## [Directions for this task]
Restate, word for word, every line of the data.
* BEGIN Task input *
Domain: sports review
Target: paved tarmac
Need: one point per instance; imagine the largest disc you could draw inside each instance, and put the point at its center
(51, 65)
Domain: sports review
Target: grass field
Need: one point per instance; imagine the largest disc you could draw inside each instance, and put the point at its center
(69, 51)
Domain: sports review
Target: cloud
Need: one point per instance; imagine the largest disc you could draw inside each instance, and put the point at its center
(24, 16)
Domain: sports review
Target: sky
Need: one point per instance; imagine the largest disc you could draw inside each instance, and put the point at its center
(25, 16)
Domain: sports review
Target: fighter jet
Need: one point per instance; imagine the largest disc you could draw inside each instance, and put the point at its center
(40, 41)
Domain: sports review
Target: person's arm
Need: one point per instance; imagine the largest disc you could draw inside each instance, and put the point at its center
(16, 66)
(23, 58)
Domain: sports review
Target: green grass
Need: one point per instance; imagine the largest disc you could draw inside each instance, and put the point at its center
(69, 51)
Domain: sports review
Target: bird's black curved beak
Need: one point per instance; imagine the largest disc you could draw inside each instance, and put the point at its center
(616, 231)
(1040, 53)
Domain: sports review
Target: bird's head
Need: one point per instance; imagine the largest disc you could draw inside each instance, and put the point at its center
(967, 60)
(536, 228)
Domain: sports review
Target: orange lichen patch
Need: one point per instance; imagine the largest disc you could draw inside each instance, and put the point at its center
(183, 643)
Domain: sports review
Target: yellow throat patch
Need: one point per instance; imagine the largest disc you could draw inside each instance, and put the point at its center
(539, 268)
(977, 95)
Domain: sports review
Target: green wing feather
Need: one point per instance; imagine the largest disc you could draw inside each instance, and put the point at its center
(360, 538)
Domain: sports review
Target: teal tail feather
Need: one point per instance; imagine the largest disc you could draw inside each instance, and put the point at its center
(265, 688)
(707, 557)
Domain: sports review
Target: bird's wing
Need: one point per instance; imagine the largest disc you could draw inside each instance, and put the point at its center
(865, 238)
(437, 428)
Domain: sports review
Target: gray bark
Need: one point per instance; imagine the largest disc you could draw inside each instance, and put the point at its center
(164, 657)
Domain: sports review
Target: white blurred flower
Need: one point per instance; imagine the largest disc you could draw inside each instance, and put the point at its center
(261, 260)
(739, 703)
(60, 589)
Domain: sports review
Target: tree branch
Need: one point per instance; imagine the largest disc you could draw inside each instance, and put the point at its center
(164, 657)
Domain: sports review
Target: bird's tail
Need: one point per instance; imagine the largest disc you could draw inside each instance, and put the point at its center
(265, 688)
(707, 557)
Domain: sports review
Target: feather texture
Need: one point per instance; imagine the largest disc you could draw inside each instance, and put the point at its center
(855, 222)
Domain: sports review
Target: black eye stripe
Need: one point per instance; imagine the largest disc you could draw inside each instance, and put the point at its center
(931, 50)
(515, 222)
* END Task input *
## [Exercise answer]
Domain: sports review
Target: paved tarmac
Need: one point per instance; imagine the largest disc you could draw inside each instance, and put the point at its center
(51, 65)
Domain: sports review
Target: grass field
Need: one point per instance; imagine the largest disc you could draw inside each instance, and put the point at its center
(69, 51)
Domain: sports review
Target: cloud
Need: one point per instance; imagine the largest disc you could draw inside each instance, and put the point at its center
(24, 16)
Domain: sports review
Target: sky
Need: one point per instance; imagine the largest disc you could draw inside each instance, and put the point at its center
(25, 16)
Domain: sports review
Target: fighter jet
Need: one point per instance; imagine the largest disc you could draw inside each instance, and put the point at its center
(40, 41)
Domain: sports review
Target: person's arm
Need: one point per instance; imagine the largest disc you could draw inside each instance, and put the point at its center
(16, 66)
(23, 58)
Domain: sports review
Target: green grass
Need: one point per instance; imagine the largest disc you could draw inside each instance, and put the point at its center
(69, 51)
Domain: sports review
Target: bird's black curved beak
Need: one point per instance; imagine the largest disc you could draw inside each instance, and put the point at its center
(616, 231)
(1040, 53)
Domain: sports review
Target: bird's head
Need: one point per instance; imagine the largest disc you could draw inside each instance, and put the point at its center
(967, 60)
(536, 228)
Domain: sports review
Target: orange lichen patch
Need: one point per instance; imagine the largest disc you could draw inside each instance, and put the point at its center
(183, 643)
Domain: sports review
Target: yellow throat patch
Need: one point per instance; imagine the largest disc you could draw inside each instance, and put the point at its center
(539, 268)
(977, 95)
Domain: sports review
Target: green wing feather
Need: one point per instance; imagine the largest disc you could draw inside each instance, and put the point at its center
(360, 538)
Domain: sports review
Target: teal tail feather
Need: one point per instance; imagine the largest disc you could draw inside each instance, and put the point at its center
(265, 688)
(707, 557)
Domain: sports review
Target: bird's wing
Need: one point per instance; imagine the largest disc you could draw inside each instance, and put the point at its center
(865, 238)
(437, 428)
Domain: sports review
Target: gray bark
Need: one point per instance; imagine the largest disc you could draw inside each instance, and put the point at its center
(164, 657)
Domain: sports review
Target: white blurred flower
Need: one point per instance; imagine the largest disc you could draw inside each instance, and put the point at its center
(261, 260)
(739, 703)
(60, 589)
Domain: sports review
Target: tree branch
Need: one point per instance; imagine the largest disc you could draw inside each instance, and put the point at its center
(164, 657)
Domain: sports review
Target: bird's tail
Need: one point per instance; imagine the largest disc you could draw inside each instance, and put the point at its center
(265, 688)
(707, 557)
Domain: sports review
Target: feather texture
Need: one point per instance; imagine the largest disc you could draw inside each instance, and put the point at its center
(855, 222)
Domain: sports review
Target: black eye stripe
Need: one point per instance; imagine the largest disc you could draw inside each instance, and put the point at its center
(931, 50)
(515, 222)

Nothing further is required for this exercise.